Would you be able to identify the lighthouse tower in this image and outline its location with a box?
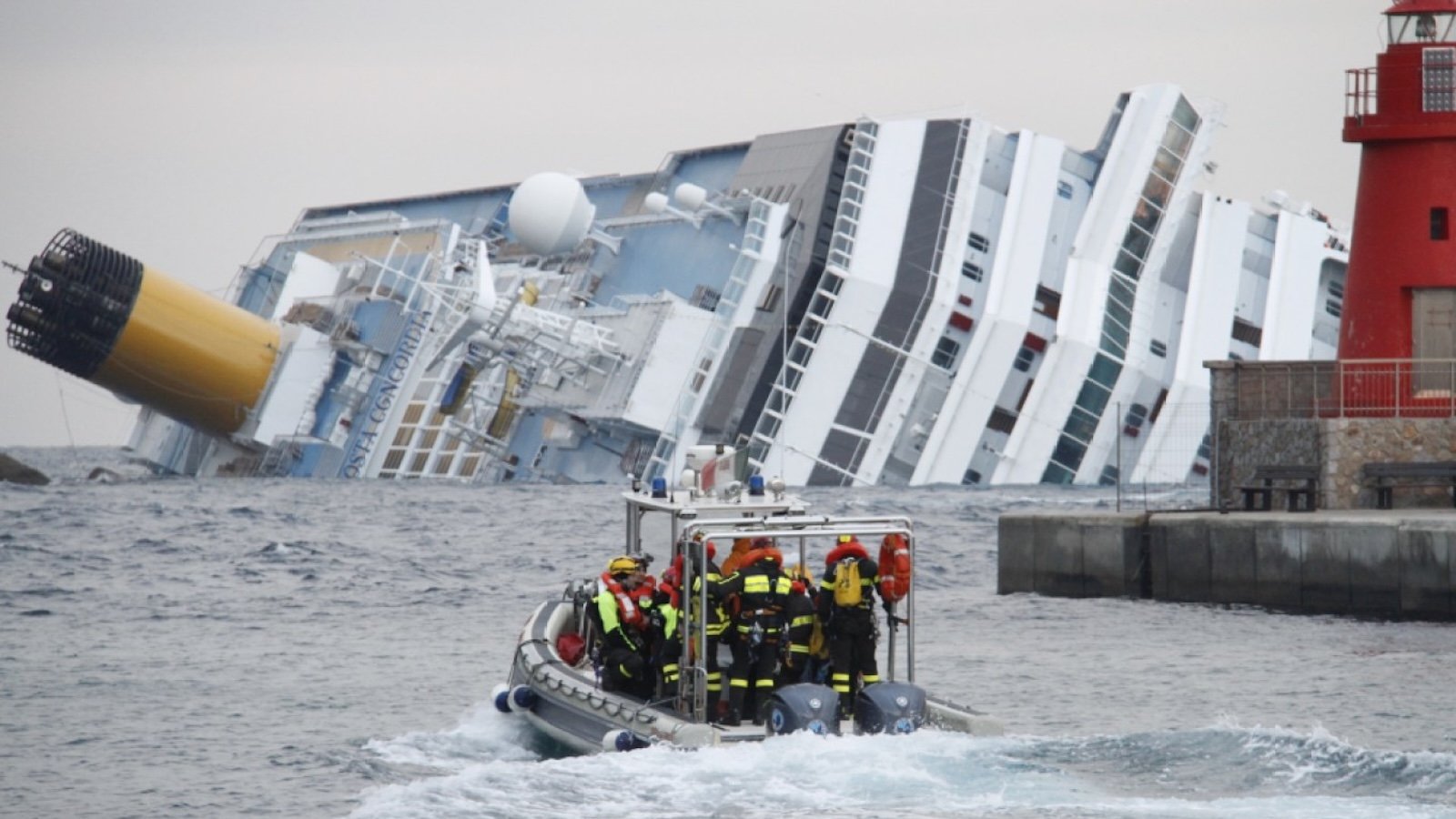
[1340,0,1456,372]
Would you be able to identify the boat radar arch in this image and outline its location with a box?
[508,170,622,255]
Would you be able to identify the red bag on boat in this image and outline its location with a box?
[556,632,587,666]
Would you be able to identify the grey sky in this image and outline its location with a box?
[0,0,1390,446]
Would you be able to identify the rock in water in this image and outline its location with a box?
[0,451,51,487]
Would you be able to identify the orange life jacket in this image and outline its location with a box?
[602,571,645,628]
[879,532,910,603]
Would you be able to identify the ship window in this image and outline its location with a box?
[1133,199,1163,233]
[1112,250,1143,278]
[1143,174,1174,207]
[1174,96,1201,131]
[1031,284,1061,319]
[1010,347,1036,373]
[1163,123,1192,156]
[986,407,1016,434]
[759,284,784,310]
[1421,48,1456,111]
[1123,225,1153,259]
[930,335,961,370]
[1153,147,1182,182]
[1232,317,1264,347]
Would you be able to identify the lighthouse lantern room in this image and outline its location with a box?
[1340,0,1456,396]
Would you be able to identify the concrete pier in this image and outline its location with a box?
[997,510,1456,620]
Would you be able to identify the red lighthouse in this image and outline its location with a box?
[1340,0,1456,376]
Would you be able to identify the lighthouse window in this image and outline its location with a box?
[1421,48,1456,111]
[1390,13,1456,44]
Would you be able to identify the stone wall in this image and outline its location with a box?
[1320,419,1456,509]
[996,510,1456,621]
[1207,361,1456,509]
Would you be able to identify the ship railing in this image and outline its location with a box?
[748,118,879,470]
[1210,359,1456,421]
[646,197,782,478]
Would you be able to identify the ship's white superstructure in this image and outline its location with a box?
[91,85,1347,485]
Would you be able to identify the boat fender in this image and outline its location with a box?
[511,685,536,711]
[490,682,511,714]
[879,532,910,603]
[763,682,839,736]
[602,729,646,751]
[854,681,926,734]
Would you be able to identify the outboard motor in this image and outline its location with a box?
[763,682,844,736]
[854,682,925,733]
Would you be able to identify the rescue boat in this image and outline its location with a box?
[493,446,1002,753]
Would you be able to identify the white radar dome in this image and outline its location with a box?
[510,172,597,255]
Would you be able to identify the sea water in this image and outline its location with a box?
[0,449,1456,817]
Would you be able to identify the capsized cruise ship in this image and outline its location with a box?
[7,85,1349,485]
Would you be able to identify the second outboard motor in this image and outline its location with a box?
[763,682,844,736]
[854,682,925,733]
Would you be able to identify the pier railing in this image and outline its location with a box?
[1207,359,1456,421]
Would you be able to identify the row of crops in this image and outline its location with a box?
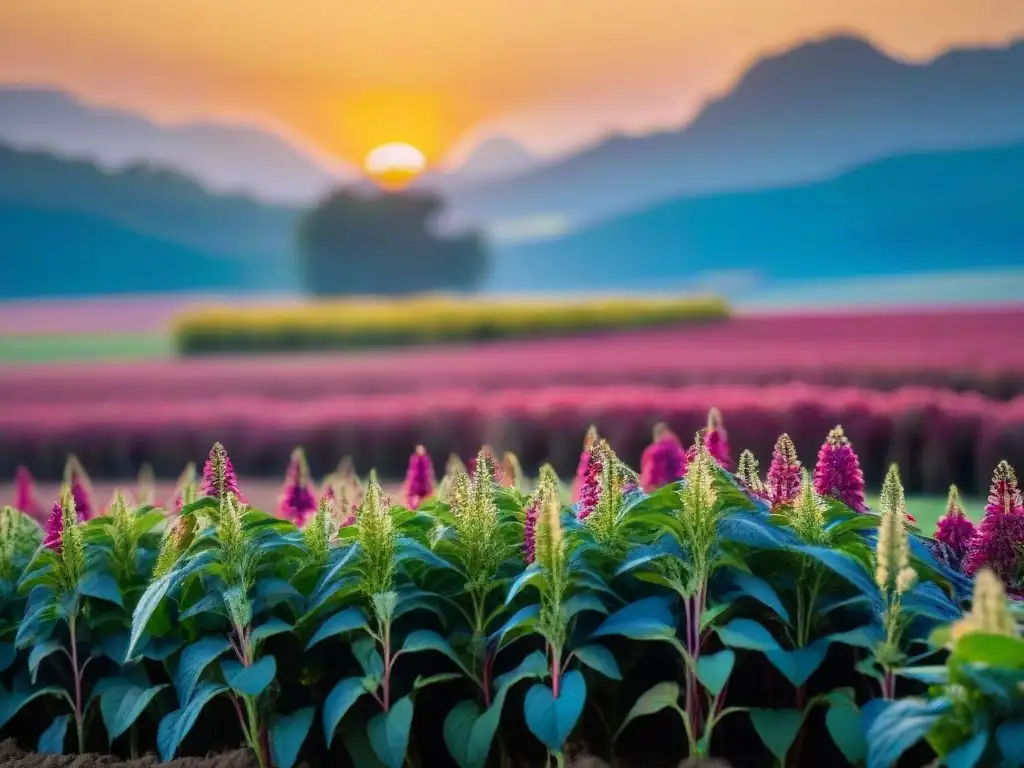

○ ○ ○ ○ ○

▶ Instruction
Please reproduce all of the records above word for word, leaving out the pictures.

▶ Response below
Would you be able to identify the lighthouse tower in this image and outline its location with a box?
[1340,0,1456,372]
Would you be able to identify the boat radar arch in this image and outline its location with a box?
[508,170,622,255]
Would you be able to identify the red bag on boat in this image and outline its location with a box?
[556,632,587,666]
Would you be able to identify the grey sky in this image and outline its location with a box?
[0,0,1390,446]
Would you be able to identify the rock in water in this image and outline its location with a box?
[0,451,51,487]
Would you be able to identify the orange life jacket in this image and outline its location with a box?
[602,571,645,628]
[879,532,910,603]
Would you be able to identify the ship window in this image and outline its location with a box?
[1133,199,1163,233]
[1112,250,1143,278]
[1143,174,1174,207]
[1174,96,1201,131]
[1031,284,1061,319]
[1010,347,1036,373]
[1163,123,1192,156]
[986,407,1016,434]
[759,284,784,310]
[1421,48,1456,111]
[1123,225,1153,259]
[930,335,961,370]
[1153,147,1182,182]
[1232,317,1264,347]
Would you be able to identify the lighthouse lantern room in this image and outline its location with a box?
[1340,0,1456,396]
Would you be able to identify the concrete pier in this image and outline its location with a box?
[997,510,1456,620]
Would you be able to identify the red lighthouse in this image and outline its location with a box?
[1340,0,1456,376]
Would you be able to identify the lighthouse window in this image and outline its location with a box?
[1421,48,1456,111]
[1390,13,1456,44]
Would you be able to identify the stone wall in this image and outline its location with a box?
[1320,419,1456,509]
[996,510,1456,621]
[1207,361,1456,509]
Would you be able to identify the ship railing in this image and outline its location with a box?
[748,118,879,470]
[1210,359,1456,421]
[646,197,782,478]
Would you be able to identify the ship's white superstructure in this image and outline its location with a box?
[91,85,1347,485]
Would you be able to identify the boat fender in this image and outline its location with a box?
[511,685,536,711]
[490,682,511,714]
[879,532,910,603]
[763,682,839,736]
[602,729,646,751]
[854,681,926,734]
Would you be able to identify the outboard motor in this image and outline its location with a box?
[763,682,844,736]
[854,682,925,733]
Would you be able to identify the rescue boat in this image and outline its location with a box?
[493,446,1002,753]
Would you be able to identify the white radar dome in this image and outline its location with a box?
[510,172,597,255]
Would you be able to identify the sea water in this image and outline its location with a box?
[0,449,1456,817]
Would you be able to identify the capsized cruise ship in this image and outline its location with a box?
[7,85,1349,485]
Would you be able to identify the second outboard motor in this image and outline its location with a box?
[763,682,844,736]
[854,682,925,733]
Would you be able to identify the pier railing in this image and outline its location with a box?
[1207,359,1456,421]
Would you be able to identify the row of crops in this image and outline its location with a box?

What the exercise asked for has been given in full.